Start of Data section

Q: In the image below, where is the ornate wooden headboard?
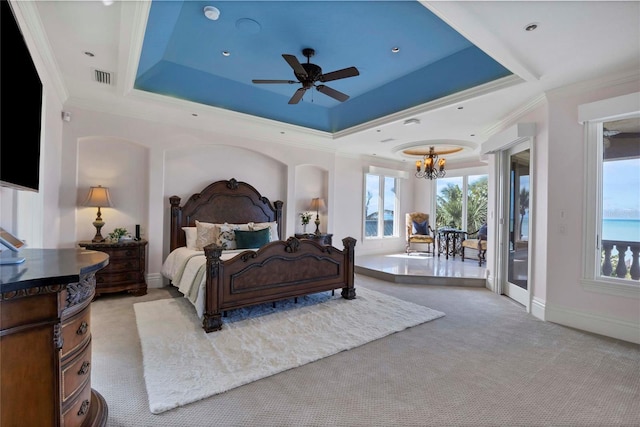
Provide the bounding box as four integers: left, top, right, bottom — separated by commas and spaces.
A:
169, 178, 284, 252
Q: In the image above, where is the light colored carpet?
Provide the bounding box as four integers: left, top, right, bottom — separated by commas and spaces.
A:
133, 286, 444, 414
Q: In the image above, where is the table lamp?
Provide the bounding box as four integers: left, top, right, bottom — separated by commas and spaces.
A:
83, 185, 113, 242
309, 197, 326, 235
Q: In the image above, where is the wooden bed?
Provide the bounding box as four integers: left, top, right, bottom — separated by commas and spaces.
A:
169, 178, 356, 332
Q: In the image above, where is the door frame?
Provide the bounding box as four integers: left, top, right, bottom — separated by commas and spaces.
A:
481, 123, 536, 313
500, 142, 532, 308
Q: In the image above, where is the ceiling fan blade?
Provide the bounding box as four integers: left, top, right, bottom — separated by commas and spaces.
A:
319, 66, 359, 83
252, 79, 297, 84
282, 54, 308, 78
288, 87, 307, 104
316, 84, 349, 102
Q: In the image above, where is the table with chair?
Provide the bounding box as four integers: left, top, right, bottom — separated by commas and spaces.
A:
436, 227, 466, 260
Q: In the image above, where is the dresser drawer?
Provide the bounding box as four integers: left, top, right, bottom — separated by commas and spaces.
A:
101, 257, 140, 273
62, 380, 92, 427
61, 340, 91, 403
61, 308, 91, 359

End of Data section

*Work item:*
Identify the lines in the entries that hold "wooden" and return each one.

*Answer to the problem:*
Q: In the image below, where is the ornate wooden headboard?
Q: In the image above, where is the wooden bed?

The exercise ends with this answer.